§ WHAT THIS TASK INVOLVES
Your output must be the line containing "One point goes on every instance of the dealership" followed by every later line in the entries below, all copied exactly.

§ Entries taken from a collection
● ● ●

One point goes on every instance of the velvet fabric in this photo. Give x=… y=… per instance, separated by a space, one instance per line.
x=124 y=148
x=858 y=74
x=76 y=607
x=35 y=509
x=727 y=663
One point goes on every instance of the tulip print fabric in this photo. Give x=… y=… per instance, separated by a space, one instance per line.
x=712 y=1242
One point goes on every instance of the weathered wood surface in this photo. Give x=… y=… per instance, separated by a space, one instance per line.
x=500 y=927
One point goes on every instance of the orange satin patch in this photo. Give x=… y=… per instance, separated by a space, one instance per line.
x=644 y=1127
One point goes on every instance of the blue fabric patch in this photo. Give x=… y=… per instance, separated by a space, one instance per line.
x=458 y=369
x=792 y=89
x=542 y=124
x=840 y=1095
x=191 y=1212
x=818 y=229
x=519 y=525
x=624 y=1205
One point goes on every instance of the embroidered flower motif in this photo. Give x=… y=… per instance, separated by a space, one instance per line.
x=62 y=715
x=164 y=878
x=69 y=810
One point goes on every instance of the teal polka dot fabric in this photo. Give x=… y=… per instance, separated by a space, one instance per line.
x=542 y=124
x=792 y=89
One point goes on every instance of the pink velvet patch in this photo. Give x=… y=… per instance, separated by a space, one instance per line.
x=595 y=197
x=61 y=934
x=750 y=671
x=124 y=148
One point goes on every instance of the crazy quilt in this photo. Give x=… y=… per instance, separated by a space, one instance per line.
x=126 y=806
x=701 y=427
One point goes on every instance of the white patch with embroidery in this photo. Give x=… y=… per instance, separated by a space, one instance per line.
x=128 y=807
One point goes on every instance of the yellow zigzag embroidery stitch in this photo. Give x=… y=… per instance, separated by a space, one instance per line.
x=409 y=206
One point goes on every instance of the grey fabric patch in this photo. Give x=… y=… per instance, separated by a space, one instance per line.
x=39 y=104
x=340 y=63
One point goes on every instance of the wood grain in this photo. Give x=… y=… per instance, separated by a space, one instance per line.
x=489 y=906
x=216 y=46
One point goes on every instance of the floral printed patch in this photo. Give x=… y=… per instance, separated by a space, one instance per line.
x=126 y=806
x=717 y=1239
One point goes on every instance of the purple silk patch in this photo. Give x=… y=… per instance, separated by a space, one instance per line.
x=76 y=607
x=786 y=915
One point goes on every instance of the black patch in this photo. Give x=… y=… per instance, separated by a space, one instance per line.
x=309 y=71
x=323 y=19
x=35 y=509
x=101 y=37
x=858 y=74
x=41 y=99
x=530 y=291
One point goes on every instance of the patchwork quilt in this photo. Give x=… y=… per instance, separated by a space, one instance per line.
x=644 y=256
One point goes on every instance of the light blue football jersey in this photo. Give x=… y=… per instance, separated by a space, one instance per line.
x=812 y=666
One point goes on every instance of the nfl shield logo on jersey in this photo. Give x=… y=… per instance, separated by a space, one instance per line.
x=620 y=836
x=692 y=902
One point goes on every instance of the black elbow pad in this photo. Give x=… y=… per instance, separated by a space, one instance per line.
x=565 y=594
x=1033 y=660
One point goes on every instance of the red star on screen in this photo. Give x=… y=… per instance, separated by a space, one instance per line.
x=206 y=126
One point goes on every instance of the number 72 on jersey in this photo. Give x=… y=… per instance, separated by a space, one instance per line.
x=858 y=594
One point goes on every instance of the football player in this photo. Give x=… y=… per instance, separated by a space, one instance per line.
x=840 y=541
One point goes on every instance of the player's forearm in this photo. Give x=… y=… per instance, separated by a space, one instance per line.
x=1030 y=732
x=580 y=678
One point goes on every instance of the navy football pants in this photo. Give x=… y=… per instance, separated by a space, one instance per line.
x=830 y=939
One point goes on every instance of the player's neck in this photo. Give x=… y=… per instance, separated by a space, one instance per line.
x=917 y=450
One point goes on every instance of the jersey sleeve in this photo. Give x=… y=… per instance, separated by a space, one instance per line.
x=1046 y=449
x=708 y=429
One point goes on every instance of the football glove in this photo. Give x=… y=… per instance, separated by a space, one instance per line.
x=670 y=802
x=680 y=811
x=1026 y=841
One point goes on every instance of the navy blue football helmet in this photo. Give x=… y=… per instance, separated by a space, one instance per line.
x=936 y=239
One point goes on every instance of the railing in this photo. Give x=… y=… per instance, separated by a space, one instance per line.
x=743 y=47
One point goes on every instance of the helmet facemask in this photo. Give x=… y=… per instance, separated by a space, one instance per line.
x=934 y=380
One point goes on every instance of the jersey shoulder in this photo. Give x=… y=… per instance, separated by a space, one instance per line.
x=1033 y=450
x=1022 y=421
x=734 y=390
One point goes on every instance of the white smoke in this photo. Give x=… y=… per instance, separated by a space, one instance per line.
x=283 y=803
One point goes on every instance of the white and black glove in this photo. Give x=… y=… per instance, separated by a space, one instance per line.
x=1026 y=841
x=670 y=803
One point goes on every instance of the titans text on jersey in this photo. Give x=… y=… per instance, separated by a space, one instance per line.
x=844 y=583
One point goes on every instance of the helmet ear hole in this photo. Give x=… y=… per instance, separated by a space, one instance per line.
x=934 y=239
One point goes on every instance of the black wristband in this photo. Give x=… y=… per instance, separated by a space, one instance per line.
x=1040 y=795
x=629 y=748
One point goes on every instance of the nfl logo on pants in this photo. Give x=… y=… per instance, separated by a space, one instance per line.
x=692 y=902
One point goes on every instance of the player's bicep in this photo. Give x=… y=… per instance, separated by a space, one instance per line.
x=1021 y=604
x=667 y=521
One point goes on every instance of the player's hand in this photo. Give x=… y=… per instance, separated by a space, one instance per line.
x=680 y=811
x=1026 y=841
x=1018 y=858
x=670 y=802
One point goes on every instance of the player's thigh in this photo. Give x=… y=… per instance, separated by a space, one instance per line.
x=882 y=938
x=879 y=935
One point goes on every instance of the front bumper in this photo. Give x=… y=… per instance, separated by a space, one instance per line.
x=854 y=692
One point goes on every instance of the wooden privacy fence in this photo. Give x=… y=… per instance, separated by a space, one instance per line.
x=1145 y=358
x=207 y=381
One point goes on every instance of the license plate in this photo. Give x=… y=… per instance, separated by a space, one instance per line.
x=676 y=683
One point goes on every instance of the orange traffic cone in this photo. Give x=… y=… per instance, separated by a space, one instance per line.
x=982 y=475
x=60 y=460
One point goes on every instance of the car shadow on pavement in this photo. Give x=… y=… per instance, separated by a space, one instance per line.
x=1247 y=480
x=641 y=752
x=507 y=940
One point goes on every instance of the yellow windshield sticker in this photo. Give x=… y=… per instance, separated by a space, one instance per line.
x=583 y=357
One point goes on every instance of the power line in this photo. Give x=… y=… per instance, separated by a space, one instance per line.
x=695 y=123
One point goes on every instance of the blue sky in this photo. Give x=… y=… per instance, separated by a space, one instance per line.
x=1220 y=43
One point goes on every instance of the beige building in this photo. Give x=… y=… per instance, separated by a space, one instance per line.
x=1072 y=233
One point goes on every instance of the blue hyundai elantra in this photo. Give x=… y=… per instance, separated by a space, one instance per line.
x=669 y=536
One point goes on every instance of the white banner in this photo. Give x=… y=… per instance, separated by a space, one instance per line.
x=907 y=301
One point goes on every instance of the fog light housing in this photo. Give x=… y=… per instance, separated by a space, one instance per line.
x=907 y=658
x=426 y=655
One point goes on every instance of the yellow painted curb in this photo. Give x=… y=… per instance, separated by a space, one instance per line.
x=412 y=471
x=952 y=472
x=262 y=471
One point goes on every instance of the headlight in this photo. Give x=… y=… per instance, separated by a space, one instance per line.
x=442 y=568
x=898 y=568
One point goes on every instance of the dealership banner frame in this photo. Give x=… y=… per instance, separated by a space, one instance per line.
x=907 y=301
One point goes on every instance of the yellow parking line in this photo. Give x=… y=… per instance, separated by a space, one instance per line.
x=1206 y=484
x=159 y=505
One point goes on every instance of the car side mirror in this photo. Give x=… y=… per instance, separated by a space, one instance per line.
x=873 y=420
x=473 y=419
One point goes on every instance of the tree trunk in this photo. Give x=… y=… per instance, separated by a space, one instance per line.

● ● ●

§ ANSWER
One point goes on every instance of the dealership banner frame in this photo. Give x=… y=… per instance, separated by a space, one instance per line.
x=907 y=301
One point goes on every instance of the yellow parking line in this photo. Give x=… y=… per instance, separated by a space, one instance per line.
x=1206 y=484
x=159 y=505
One point goes on every instance of the car side mirror in this photo. Give x=… y=… per instance, separated by a space, one instance per line.
x=873 y=420
x=473 y=419
One point goes on every instance of the tree trunk in this photo. Give x=… y=… per instance, separated by a space, one instance per line.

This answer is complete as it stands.